### TEXT UNDER STUDY:
Start of Block

Getting a patent waiver is not enough, says WTO chief to Trade Committee
Parliament’s Committee on Trade debated on Thursday how to increase vaccine production effectively with WTO Director-General Dr Ngozi Okonjo-Iweala.
In reply to trade committee MEPs’ questions over what measures are needed to accelerate equitable access to vaccines, Dr Okonjo-Iweala argued in favour of expanding vaccine production and ending export restrictions.
She said: “Getting the Intellectual Property rights waiver for vaccines will not be enough”. She listed three other routes: reducing export restrictions and reinforcing supply chains for vaccines, working with manufacturers to expand production, including in emerging countries with idle capacity such as Indonesia, South Africa, Thailand or Bangladesh, and transferring the necessary technology and expertise to produce the complicated vaccines.
“The IP waiver is a hot issue on which I cannot take sides. But we need more flexibility and automatic access for developing countries, and at the same time we have to protect research and development,” added the head of the World Trade Organisation (WTO).

End of Block

### RAW DATA:
Start of Block

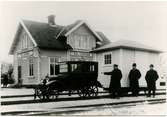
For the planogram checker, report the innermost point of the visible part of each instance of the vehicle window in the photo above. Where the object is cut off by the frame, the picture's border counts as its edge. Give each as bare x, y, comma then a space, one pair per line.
63, 68
76, 68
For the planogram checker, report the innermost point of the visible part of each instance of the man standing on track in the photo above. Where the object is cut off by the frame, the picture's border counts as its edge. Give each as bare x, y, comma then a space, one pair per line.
151, 77
134, 76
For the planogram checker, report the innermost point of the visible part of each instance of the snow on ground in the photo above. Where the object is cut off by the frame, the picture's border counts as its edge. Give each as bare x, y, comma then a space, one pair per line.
146, 109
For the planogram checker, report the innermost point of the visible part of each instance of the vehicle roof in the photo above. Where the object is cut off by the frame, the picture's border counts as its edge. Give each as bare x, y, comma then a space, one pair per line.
79, 62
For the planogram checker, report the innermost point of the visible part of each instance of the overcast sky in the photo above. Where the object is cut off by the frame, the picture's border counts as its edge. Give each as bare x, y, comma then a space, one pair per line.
144, 22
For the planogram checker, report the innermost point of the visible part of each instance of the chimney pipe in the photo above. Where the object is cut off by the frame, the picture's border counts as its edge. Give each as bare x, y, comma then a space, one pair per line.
51, 19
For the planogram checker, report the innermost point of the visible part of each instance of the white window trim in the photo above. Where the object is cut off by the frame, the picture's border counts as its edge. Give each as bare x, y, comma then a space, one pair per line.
29, 68
106, 53
50, 63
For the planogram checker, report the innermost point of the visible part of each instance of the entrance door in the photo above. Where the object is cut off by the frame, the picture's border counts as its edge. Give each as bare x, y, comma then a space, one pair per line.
19, 75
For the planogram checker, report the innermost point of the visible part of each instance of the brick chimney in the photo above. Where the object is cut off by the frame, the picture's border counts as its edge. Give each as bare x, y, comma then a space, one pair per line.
51, 19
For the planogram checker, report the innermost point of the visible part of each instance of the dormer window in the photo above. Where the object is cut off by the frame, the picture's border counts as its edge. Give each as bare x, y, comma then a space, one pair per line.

End of Block

### PROBLEM SET:
**1)** List every country that the WTO article names as an emerging country with idle capacity for vaccine production.
**2)** Rewrite the paragraph of the WTO article that begins "She said:" as a bulleted list, keeping its main facts.
**3)** According to the WTO article, on what day of the week did Parliament's Committee on Trade hold its debate with Dr Okonjo-Iweala?

### OUTPUTS IN ORDER:
**1)** Indonesia, South Africa, Thailand, Bangladesh

**2)**
- An Intellectual Property rights waiver for vaccines will not be enough on its own.
- Three other routes are needed:
  - Reduce export restrictions and reinforce vaccine supply chains.
  - Work with manufacturers to expand production, including in emerging countries with idle capacity such as Indonesia, South Africa, Thailand or Bangladesh.
  - Transfer the technology and expertise needed to produce the complicated vaccines.

**3)** Thursday